=== PAGE TEXT ===
>> Begin

As for the glamshell style grills (and I've only seen the griddles in a commercial environment), to get good transfer of heat, you have to have good contact between the heat source and the meat.  The only way to accomplish that is to have some "squeeze" on the meat. 

If your point of differentiation from the competitors is better food, then you have to make it better.  Shortcuts are how the big chains do it.  They figure out the science behind getting the best results with the fewest variations.  This does not mean the BEST results overall, just the best they can do, given the limitations they're willing to accept.  Heck, McDonald's turns out a pretty decent burger for something that's cooked, held, and nuked to order.  But is it truly the BEST they can do -- of course not.

You can't substitute a different patty in place of what McDonald's has now and come up with as good of a burger as you could make with the same patty using better techniques. 

Also, you're not going to be able to afford daily meat deliveries unless you do a killer business.  Most food suppliers won't "stop the truck" for less than a certain dollar order.  It may be as little as $250, or $400 plus.  I would also suggest that you may want to actually hold your meat for some period of time after seasoning but before grilling.


----------



## chefedb (Apr 3, 2010)

Furgi.. In all fairness to you. You are good at numbers and paperwork, stick with that. Based on some of the questions you either are asking or not asking. Example those Automated 2 sided grills you are talking about are called Clamshells and are extremely expensive , I do not believe you have the experience or expertise for running any place from the back of the house scene. Stick to what you do best, numbers and paper. Again Good Luck


----------



## leeniek (Aug 21, 2009)

>> End

=== AIM OF THE EXERCISE ===
Answer these questions using the forum thread.
(a) What is the only way to get good contact between the heat source and the meat?
(b) What dollar amounts are given as the minimum order before most food suppliers will "stop the truck"?
(c) What does chefedb say the automated two-sided grills are called?

=== ENTRIES SUPPLIED ===
>> Begin

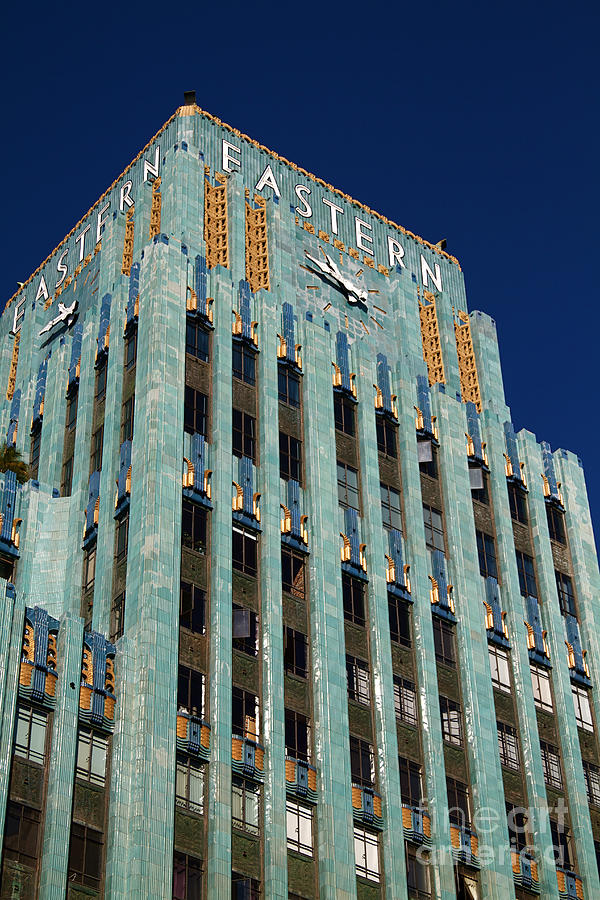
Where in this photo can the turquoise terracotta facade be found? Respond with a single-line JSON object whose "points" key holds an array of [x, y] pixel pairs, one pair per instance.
{"points": [[46, 555]]}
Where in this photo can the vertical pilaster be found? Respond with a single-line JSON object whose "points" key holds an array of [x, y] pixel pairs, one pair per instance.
{"points": [[337, 878], [59, 795], [394, 863]]}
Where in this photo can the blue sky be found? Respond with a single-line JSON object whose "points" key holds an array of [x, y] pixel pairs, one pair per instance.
{"points": [[475, 124]]}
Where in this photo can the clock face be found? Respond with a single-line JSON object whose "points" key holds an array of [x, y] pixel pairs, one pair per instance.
{"points": [[353, 282]]}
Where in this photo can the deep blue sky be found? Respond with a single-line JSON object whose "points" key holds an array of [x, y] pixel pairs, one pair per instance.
{"points": [[481, 128]]}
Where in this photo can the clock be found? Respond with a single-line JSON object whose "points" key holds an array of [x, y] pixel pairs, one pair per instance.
{"points": [[351, 285]]}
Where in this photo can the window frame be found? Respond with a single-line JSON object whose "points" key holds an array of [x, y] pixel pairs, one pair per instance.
{"points": [[495, 653], [393, 519], [405, 700], [435, 538], [297, 816], [246, 562], [246, 790], [452, 723], [290, 457], [196, 412], [189, 775], [358, 680], [346, 492]]}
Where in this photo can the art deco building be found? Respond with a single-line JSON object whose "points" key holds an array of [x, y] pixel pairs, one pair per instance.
{"points": [[288, 609]]}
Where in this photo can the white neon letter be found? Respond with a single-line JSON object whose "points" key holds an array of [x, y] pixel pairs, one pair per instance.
{"points": [[152, 169], [61, 268], [101, 221], [126, 195], [81, 237], [267, 177], [334, 211], [227, 158], [360, 236], [300, 190], [426, 273], [395, 253]]}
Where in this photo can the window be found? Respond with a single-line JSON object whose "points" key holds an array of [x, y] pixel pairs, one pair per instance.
{"points": [[85, 856], [542, 694], [486, 548], [289, 386], [244, 713], [130, 350], [386, 436], [30, 737], [451, 721], [122, 537], [516, 819], [245, 555], [290, 457], [187, 877], [244, 888], [197, 340], [193, 527], [405, 700], [97, 444], [458, 803], [551, 765], [399, 615], [245, 630], [299, 827], [343, 413], [190, 691], [353, 593], [434, 528], [508, 746], [427, 456], [348, 496], [192, 608], [358, 680], [292, 573], [526, 574], [89, 568], [189, 784], [117, 618], [417, 875], [195, 412], [21, 834], [127, 419], [92, 749], [245, 802], [366, 853], [592, 782], [561, 840], [566, 595], [295, 652], [66, 479], [34, 456], [517, 502], [100, 390], [411, 788], [556, 523], [71, 418], [390, 507], [297, 735], [244, 363], [500, 668], [244, 434], [362, 763], [443, 641], [481, 494], [583, 710]]}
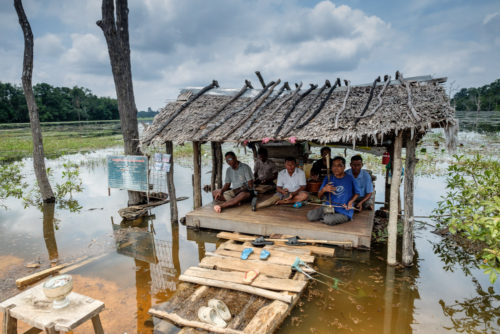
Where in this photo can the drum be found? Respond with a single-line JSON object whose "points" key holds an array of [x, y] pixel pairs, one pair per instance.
{"points": [[313, 186]]}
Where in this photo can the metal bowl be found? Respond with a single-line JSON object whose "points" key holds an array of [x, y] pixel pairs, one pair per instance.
{"points": [[57, 289]]}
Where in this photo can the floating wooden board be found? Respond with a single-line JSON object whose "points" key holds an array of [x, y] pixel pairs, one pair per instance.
{"points": [[273, 258], [257, 308], [327, 251], [229, 263], [27, 280], [238, 287], [284, 220], [275, 253], [260, 281]]}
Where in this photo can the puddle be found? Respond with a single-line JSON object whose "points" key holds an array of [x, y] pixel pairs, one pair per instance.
{"points": [[144, 259]]}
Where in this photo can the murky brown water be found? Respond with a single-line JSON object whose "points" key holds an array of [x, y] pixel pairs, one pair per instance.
{"points": [[143, 260]]}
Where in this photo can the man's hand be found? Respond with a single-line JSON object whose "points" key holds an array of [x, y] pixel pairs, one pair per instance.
{"points": [[359, 207], [329, 188], [217, 194]]}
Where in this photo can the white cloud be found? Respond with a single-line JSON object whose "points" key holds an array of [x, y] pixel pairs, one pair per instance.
{"points": [[49, 45], [489, 17], [87, 54], [175, 44]]}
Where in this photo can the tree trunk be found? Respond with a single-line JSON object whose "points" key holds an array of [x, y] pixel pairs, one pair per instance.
{"points": [[213, 146], [216, 180], [392, 226], [220, 163], [411, 161], [117, 39], [174, 215], [36, 131], [197, 175]]}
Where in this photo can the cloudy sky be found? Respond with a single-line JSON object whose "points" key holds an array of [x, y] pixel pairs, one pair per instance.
{"points": [[177, 44]]}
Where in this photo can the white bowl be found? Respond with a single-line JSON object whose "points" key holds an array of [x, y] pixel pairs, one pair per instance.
{"points": [[57, 289]]}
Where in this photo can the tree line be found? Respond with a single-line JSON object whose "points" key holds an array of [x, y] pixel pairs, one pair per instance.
{"points": [[486, 97], [55, 104]]}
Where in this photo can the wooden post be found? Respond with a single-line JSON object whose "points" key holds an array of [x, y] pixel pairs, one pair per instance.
{"points": [[411, 161], [388, 298], [220, 163], [392, 226], [387, 193], [174, 216], [197, 174], [213, 178]]}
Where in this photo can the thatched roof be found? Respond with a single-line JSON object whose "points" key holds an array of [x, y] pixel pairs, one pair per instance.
{"points": [[323, 114]]}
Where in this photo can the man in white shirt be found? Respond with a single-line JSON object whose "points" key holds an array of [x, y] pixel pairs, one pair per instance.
{"points": [[365, 184], [290, 187]]}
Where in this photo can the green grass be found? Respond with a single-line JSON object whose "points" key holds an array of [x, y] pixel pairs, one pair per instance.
{"points": [[60, 139]]}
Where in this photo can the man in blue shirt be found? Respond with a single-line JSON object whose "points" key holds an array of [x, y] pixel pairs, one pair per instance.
{"points": [[340, 191], [364, 181]]}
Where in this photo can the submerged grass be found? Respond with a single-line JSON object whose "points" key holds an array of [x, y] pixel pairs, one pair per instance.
{"points": [[17, 143]]}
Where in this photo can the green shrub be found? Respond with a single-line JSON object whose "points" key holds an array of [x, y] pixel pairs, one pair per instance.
{"points": [[471, 207]]}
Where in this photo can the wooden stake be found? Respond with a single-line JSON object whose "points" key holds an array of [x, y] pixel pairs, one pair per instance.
{"points": [[174, 216], [213, 177], [194, 324], [392, 227], [197, 174], [411, 161], [238, 287]]}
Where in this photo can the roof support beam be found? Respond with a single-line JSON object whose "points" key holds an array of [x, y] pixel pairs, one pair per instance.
{"points": [[261, 79], [387, 80], [320, 107], [243, 89], [370, 97], [348, 84], [178, 111], [392, 226], [230, 115], [399, 76], [283, 121], [263, 99]]}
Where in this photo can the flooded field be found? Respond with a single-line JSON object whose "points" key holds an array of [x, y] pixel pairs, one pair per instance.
{"points": [[443, 292]]}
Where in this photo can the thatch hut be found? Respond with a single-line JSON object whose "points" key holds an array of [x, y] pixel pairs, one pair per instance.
{"points": [[386, 113]]}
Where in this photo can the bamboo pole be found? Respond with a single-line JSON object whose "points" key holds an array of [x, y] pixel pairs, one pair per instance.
{"points": [[174, 216], [197, 174], [191, 323], [387, 180], [410, 163], [392, 226], [213, 177], [238, 287], [220, 163]]}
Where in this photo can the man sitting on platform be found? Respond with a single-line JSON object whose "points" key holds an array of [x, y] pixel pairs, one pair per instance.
{"points": [[365, 184], [290, 187], [265, 172], [341, 192], [239, 176], [319, 168]]}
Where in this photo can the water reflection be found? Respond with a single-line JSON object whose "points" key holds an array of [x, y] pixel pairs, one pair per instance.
{"points": [[454, 256], [49, 234], [481, 122], [480, 313]]}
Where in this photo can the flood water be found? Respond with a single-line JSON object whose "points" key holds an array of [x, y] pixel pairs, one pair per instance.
{"points": [[443, 292]]}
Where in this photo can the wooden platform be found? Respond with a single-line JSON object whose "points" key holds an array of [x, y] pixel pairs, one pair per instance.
{"points": [[257, 308], [285, 220]]}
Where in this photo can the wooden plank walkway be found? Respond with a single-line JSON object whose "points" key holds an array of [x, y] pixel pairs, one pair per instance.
{"points": [[284, 220], [259, 307]]}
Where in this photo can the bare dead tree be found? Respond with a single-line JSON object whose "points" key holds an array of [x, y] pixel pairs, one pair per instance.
{"points": [[36, 131], [117, 38]]}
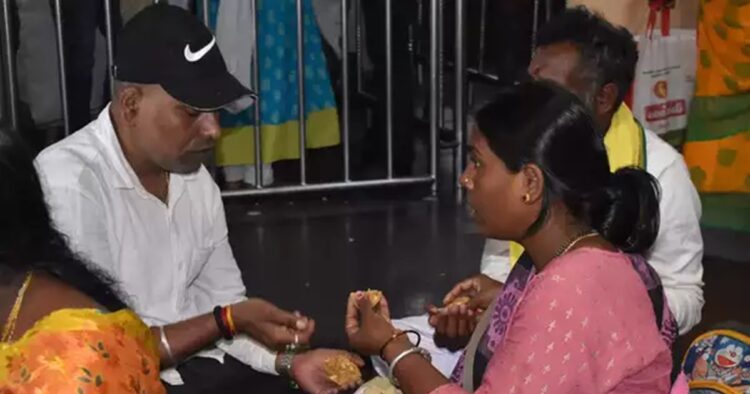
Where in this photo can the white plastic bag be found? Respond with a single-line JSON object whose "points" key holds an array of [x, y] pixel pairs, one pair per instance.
{"points": [[664, 78]]}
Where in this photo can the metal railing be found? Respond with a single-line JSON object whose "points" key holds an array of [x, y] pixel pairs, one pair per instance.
{"points": [[435, 81]]}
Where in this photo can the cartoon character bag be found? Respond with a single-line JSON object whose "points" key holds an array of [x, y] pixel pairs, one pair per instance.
{"points": [[719, 362]]}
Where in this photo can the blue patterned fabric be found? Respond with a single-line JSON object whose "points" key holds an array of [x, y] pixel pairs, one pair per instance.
{"points": [[277, 51]]}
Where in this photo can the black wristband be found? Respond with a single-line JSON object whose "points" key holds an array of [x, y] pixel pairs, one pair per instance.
{"points": [[223, 329], [396, 336]]}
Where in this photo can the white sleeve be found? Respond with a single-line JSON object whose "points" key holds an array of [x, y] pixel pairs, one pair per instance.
{"points": [[80, 216], [496, 260], [220, 283], [677, 254]]}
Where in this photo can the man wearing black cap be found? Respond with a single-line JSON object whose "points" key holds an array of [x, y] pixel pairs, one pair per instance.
{"points": [[131, 193]]}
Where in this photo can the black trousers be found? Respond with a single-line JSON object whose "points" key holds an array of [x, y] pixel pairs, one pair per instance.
{"points": [[205, 375], [80, 21]]}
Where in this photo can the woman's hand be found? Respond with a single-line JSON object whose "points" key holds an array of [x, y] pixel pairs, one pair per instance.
{"points": [[454, 323], [273, 327], [368, 327], [308, 370]]}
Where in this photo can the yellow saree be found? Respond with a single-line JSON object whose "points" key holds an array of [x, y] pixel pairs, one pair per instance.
{"points": [[717, 150], [82, 351]]}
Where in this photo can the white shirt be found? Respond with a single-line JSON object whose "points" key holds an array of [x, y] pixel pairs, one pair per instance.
{"points": [[173, 261], [677, 254]]}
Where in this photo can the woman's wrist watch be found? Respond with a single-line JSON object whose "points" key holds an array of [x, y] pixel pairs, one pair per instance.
{"points": [[284, 364]]}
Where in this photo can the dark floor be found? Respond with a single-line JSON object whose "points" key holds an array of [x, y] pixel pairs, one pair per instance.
{"points": [[310, 255]]}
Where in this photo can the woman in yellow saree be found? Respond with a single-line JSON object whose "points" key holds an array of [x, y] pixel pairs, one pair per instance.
{"points": [[57, 334], [718, 140]]}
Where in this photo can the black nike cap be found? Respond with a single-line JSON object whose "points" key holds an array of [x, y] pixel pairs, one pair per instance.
{"points": [[166, 45]]}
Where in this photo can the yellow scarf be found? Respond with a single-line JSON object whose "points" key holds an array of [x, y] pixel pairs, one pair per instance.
{"points": [[626, 147]]}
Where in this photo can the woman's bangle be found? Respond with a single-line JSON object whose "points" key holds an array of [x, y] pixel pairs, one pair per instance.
{"points": [[395, 336], [230, 320], [219, 313], [165, 344], [415, 350]]}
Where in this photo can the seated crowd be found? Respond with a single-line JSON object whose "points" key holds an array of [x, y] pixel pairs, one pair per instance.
{"points": [[118, 276]]}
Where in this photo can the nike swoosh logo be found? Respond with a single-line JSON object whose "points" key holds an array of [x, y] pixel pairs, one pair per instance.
{"points": [[193, 57]]}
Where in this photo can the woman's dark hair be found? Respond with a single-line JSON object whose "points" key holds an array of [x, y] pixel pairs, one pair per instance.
{"points": [[28, 239], [543, 124]]}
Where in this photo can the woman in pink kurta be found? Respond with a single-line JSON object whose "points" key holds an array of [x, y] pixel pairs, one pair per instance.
{"points": [[582, 311]]}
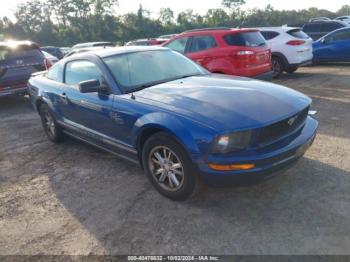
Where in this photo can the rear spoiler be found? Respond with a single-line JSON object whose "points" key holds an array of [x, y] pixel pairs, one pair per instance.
{"points": [[39, 73]]}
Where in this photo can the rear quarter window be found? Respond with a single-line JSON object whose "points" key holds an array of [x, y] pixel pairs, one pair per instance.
{"points": [[315, 27], [55, 73], [268, 35], [329, 27], [200, 43], [249, 39], [297, 33]]}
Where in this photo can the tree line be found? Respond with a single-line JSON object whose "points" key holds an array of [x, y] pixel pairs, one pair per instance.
{"points": [[66, 22]]}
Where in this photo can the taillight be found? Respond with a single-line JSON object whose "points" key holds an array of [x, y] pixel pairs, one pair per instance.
{"points": [[296, 42], [245, 52], [48, 63]]}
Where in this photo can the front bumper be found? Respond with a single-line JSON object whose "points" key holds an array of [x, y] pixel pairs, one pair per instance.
{"points": [[304, 63], [14, 91], [267, 161], [264, 76]]}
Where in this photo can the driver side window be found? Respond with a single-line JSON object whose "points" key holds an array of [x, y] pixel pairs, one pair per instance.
{"points": [[81, 70]]}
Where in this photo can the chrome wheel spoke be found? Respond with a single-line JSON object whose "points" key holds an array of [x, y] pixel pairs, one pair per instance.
{"points": [[177, 172], [162, 177], [166, 168], [174, 180], [159, 157], [159, 171]]}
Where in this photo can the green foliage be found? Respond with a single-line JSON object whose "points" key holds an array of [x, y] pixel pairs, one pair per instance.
{"points": [[67, 22]]}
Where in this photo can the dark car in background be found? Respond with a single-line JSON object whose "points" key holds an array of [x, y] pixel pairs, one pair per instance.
{"points": [[52, 50], [230, 51], [18, 60], [334, 47], [318, 29], [147, 42], [93, 44]]}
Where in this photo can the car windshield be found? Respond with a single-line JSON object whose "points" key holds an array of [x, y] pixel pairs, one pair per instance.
{"points": [[139, 70]]}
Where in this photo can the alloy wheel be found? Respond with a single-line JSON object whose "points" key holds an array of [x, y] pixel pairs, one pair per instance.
{"points": [[49, 124], [166, 168]]}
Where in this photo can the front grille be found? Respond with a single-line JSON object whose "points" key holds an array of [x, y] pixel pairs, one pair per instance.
{"points": [[282, 128]]}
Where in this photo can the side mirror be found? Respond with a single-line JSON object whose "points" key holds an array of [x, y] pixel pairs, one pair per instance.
{"points": [[324, 41], [92, 86]]}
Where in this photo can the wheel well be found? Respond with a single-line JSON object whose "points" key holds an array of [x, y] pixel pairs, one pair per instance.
{"points": [[145, 134], [38, 104], [282, 57]]}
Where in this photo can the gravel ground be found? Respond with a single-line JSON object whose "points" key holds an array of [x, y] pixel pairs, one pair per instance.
{"points": [[74, 199]]}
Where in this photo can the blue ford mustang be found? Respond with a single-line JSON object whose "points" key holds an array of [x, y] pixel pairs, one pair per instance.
{"points": [[334, 47], [157, 108]]}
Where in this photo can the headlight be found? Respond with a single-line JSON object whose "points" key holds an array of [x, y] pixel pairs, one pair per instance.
{"points": [[231, 142]]}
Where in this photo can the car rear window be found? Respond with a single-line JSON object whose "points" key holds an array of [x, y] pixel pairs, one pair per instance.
{"points": [[329, 27], [250, 39], [268, 35], [314, 27], [20, 52], [297, 33]]}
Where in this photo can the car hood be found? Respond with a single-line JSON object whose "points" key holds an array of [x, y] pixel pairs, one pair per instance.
{"points": [[225, 103]]}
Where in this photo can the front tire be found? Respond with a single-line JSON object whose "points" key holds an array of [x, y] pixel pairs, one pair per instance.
{"points": [[277, 66], [53, 131], [168, 167]]}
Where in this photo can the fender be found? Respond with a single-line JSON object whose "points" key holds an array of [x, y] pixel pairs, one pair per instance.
{"points": [[169, 124], [280, 55], [43, 98]]}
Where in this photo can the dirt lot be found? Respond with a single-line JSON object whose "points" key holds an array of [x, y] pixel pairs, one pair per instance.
{"points": [[75, 199]]}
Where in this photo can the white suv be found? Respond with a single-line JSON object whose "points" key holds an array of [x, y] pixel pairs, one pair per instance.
{"points": [[290, 47]]}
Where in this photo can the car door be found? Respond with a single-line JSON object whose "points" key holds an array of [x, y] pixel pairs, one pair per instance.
{"points": [[339, 45], [200, 49], [334, 47], [87, 113]]}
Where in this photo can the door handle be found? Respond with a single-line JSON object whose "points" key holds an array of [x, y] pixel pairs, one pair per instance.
{"points": [[63, 96]]}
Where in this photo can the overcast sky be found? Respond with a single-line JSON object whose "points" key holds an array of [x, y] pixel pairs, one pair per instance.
{"points": [[200, 6]]}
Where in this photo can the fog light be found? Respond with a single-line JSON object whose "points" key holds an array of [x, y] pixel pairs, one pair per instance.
{"points": [[231, 167]]}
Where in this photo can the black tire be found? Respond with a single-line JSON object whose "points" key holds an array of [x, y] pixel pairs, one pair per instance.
{"points": [[291, 70], [277, 66], [187, 183], [53, 131]]}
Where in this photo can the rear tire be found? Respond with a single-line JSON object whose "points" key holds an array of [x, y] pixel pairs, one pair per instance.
{"points": [[53, 131], [168, 167], [291, 70], [277, 66]]}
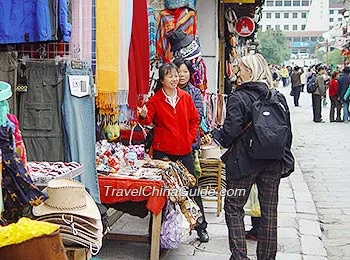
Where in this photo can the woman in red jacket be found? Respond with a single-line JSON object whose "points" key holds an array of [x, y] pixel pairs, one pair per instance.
{"points": [[175, 118], [334, 97]]}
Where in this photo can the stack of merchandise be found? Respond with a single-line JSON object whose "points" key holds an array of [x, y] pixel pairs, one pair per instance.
{"points": [[71, 207], [42, 172]]}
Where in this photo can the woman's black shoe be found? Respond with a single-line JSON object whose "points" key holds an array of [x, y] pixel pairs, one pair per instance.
{"points": [[203, 235]]}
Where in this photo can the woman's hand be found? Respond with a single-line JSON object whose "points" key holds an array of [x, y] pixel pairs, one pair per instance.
{"points": [[142, 112]]}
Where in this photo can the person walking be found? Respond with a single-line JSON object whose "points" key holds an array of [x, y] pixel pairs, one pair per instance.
{"points": [[175, 118], [285, 75], [242, 171], [317, 96], [334, 97], [296, 84], [343, 84]]}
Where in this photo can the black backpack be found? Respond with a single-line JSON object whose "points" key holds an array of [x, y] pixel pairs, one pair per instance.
{"points": [[267, 134], [311, 85]]}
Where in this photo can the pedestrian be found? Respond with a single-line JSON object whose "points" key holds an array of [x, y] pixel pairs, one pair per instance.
{"points": [[285, 75], [334, 97], [343, 84], [296, 84], [242, 171], [317, 96], [175, 118]]}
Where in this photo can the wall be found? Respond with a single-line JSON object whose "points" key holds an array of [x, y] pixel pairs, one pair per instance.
{"points": [[207, 22]]}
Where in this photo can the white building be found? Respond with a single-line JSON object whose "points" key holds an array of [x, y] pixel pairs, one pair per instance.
{"points": [[303, 21]]}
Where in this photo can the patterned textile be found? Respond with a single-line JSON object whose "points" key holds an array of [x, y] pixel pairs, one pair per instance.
{"points": [[268, 182], [152, 22], [169, 21], [173, 4], [17, 186]]}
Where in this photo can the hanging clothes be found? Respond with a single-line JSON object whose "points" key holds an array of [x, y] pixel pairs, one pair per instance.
{"points": [[78, 113], [24, 21], [125, 24], [8, 73], [17, 186], [152, 23], [81, 45], [40, 111], [170, 20], [138, 55], [107, 51]]}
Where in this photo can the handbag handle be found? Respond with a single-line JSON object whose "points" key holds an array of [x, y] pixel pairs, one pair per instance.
{"points": [[132, 132]]}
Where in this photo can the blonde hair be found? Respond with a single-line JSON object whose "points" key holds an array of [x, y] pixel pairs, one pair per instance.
{"points": [[259, 67]]}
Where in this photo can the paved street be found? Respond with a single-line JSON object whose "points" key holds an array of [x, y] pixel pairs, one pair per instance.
{"points": [[323, 153]]}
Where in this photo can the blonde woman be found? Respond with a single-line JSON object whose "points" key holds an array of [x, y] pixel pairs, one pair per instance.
{"points": [[242, 171]]}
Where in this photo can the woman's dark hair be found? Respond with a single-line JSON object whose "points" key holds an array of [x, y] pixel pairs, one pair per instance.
{"points": [[179, 61], [335, 74], [164, 70]]}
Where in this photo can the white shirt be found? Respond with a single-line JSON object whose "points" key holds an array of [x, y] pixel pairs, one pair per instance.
{"points": [[171, 100]]}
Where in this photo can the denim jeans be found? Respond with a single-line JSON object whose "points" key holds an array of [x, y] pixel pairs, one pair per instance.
{"points": [[79, 127], [346, 111]]}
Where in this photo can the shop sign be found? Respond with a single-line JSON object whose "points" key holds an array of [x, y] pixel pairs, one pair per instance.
{"points": [[239, 1], [245, 26]]}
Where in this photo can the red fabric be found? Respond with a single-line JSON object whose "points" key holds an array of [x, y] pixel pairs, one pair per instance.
{"points": [[154, 203], [138, 53], [333, 87], [175, 130]]}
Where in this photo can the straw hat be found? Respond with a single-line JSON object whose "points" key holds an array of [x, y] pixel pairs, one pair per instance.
{"points": [[68, 197]]}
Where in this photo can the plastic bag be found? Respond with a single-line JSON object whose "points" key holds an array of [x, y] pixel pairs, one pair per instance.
{"points": [[252, 207]]}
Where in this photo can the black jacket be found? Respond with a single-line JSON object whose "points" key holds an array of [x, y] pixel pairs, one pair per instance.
{"points": [[237, 160]]}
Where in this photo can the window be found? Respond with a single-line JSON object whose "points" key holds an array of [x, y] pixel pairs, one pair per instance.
{"points": [[296, 3], [278, 3]]}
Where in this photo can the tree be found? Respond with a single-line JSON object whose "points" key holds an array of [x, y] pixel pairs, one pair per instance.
{"points": [[273, 45]]}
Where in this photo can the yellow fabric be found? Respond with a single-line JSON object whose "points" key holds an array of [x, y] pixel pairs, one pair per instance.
{"points": [[24, 230], [107, 53]]}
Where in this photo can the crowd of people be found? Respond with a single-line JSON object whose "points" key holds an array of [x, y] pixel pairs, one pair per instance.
{"points": [[335, 82]]}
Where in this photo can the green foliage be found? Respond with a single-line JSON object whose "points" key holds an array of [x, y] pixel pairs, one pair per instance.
{"points": [[273, 46], [334, 57]]}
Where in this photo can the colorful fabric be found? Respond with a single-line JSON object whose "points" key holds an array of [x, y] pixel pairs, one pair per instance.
{"points": [[152, 22], [20, 147], [173, 4], [107, 51], [122, 188], [17, 186], [170, 20], [138, 55]]}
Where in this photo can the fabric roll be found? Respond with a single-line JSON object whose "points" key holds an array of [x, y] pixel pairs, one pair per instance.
{"points": [[138, 55], [125, 23], [107, 51]]}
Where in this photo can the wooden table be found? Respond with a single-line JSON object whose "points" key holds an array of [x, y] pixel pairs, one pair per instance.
{"points": [[154, 204]]}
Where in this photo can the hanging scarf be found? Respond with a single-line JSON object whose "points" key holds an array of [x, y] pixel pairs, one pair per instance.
{"points": [[107, 50]]}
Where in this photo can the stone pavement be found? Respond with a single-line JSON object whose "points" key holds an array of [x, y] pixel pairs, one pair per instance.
{"points": [[299, 232], [323, 152]]}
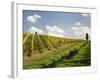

>> End

=== FULL RESPONSE ===
(a) Having some "squeeze" on the meat.
(b) As little as $250, or $400 plus.
(c) Clamshells.